• _TASK STATEMENT_
Rewrite the data below with "pixel coordinates" substituted for "bounding box coordinates" everywhere it appears, keeping everything else the same.
╭─ INPUT ROWS
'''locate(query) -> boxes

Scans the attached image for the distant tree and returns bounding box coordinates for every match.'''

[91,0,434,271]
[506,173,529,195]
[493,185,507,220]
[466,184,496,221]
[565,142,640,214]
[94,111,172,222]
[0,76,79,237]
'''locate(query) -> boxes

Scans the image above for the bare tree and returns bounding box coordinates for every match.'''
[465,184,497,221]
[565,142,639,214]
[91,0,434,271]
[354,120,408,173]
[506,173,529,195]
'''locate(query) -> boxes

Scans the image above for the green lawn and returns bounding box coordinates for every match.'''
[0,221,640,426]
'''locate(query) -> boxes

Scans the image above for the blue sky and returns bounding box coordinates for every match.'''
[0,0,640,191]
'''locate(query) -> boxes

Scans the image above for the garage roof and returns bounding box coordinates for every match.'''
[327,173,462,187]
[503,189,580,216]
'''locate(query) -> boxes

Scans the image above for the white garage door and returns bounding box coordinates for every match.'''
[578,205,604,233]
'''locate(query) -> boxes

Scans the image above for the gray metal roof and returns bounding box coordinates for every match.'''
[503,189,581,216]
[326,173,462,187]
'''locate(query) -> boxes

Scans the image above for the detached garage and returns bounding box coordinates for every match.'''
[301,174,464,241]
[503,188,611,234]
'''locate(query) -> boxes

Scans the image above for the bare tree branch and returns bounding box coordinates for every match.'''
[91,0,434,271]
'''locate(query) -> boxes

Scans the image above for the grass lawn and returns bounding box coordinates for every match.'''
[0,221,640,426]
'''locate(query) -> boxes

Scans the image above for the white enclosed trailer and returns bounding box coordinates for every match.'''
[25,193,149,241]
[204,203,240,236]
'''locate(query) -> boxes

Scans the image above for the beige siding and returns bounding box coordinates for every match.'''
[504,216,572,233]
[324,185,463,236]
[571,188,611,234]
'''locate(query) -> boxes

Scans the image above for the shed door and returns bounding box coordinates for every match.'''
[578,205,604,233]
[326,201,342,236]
╰─
• _RESPONSE_
'''locate(query) -> boxes

Scans the attached image for the distant tree and returns pixel coordinates for every match.'''

[91,0,434,271]
[506,173,529,195]
[493,185,507,220]
[466,184,496,221]
[565,142,640,214]
[94,111,172,222]
[0,76,79,237]
'''locate(query) -> boxes

Scans the image above for the bare tree and returns pixel coordinates for every match.'''
[465,184,497,221]
[565,142,639,214]
[91,0,434,271]
[354,120,408,173]
[506,173,529,195]
'''locate(query) -> boxes

Scans the image above for the green lawn and returns pixel coordinates for every match.'''
[0,221,640,426]
'''locate(query) -> boxes

Scans the image above for the blue sky and returns pixel coordinates for every match.'''
[0,0,640,191]
'''locate(query) -> boxes

Scans the image above for the garage roof and returns pixel coordinates for every match.'''
[327,173,462,187]
[503,189,580,216]
'''locate(query) -> boxes

Scans the image above for the white garage door and returns pixel coordinates for every match.'''
[578,205,604,233]
'''locate(query) -> boxes

Scans the image above for the gray metal roof and returns pixel coordinates for every match.'''
[503,189,581,216]
[326,173,462,187]
'''locate(query) -> boxes

Scans the image above for the detached garage and returns pixel coordinates for every match.'''
[301,174,464,241]
[503,188,611,234]
'''locate(query) -> boxes

Scans the image above for the bare tree branch and returns pixel coordinates for every match.'''
[91,0,434,271]
'''locate(query) -> boxes

Scans the image above for the grass lawn and returns pixel coordinates for every match.'''
[0,221,640,426]
'''locate(query) -> boxes

Scans the image above for the white enclosed trailer and returns pixel coordinates for every match.'''
[25,193,149,241]
[204,203,240,236]
'''locate(query) -> boxes

Scans the image above for the beige siding and returns pixel coordinates for every match.'''
[504,216,572,233]
[324,185,463,236]
[571,188,611,234]
'''locate(query) -> boxes

Scans the image above for the shed door and returns pixel coordinates for every match.'''
[578,205,604,233]
[326,201,342,236]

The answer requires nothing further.